_TEXT BLOCK:_
##############################

This is not the first instance of a violent mob attacking a Christian community, individual, or household. Less than a year ago, a violent mob set fire to an entire Christian community in Jaranwala. Miscreants vandalized over 90 houses and around 20 churches, desecrating numerous copies of the Holy Bible, the Book of Psalms (Zaboor), the Torah (Turait), and the Gospel (Injeel). Despite this clear act of blasphemy, it went unnoticed and unaddressed by blasphemy laws, which primarily serve to protect Muslim religious sentiments. This represents discrimination at its peak.

Examining the grim reality more closely, Pakistan has experienced a myriad of alleged blasphemy cases that profoundly shake the foundations of justice and humanity. The haunting echoes of incidents such as the Shanti Nagar tragedy, the Gojra riot—which claimed six innocent Christian lives and destroyed around 60 homes—and the Joseph Colony attack reverberate through our collective conscience. These atrocities, driven by baseless allegations and religious fervor, have left indelible scars on communities and desecrated places of worship. The absence of accountability adds salt to these wounds, with perpetrators roaming free and their actions unpunished. At the same time, the victims and their families continue to bear the heavy burden of injustice.

##############################

_DATA SEGMENT:_
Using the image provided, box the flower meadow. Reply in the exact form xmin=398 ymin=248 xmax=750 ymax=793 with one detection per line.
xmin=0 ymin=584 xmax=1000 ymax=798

##############################

_SET EXERCISE:_ Reproduce the full passage on mob violence against Christians in Pakistan word for word. The data has no connection to the passage on mob violence against Christians in Pakistan.

_FULL RESPONSE:_
This is not the first instance of a violent mob attacking a Christian community, individual, or household. Less than a year ago, a violent mob set fire to an entire Christian community in Jaranwala. Miscreants vandalized over 90 houses and around 20 churches, desecrating numerous copies of the Holy Bible, the Book of Psalms (Zaboor), the Torah (Turait), and the Gospel (Injeel). Despite this clear act of blasphemy, it went unnoticed and unaddressed by blasphemy laws, which primarily serve to protect Muslim religious sentiments. This represents discrimination at its peak.

Examining the grim reality more closely, Pakistan has experienced a myriad of alleged blasphemy cases that profoundly shake the foundations of justice and humanity. The haunting echoes of incidents such as the Shanti Nagar tragedy, the Gojra riot—which claimed six innocent Christian lives and destroyed around 60 homes—and the Joseph Colony attack reverberate through our collective conscience. These atrocities, driven by baseless allegations and religious fervor, have left indelible scars on communities and desecrated places of worship. The absence of accountability adds salt to these wounds, with perpetrators roaming free and their actions unpunished. At the same time, the victims and their families continue to bear the heavy burden of injustice.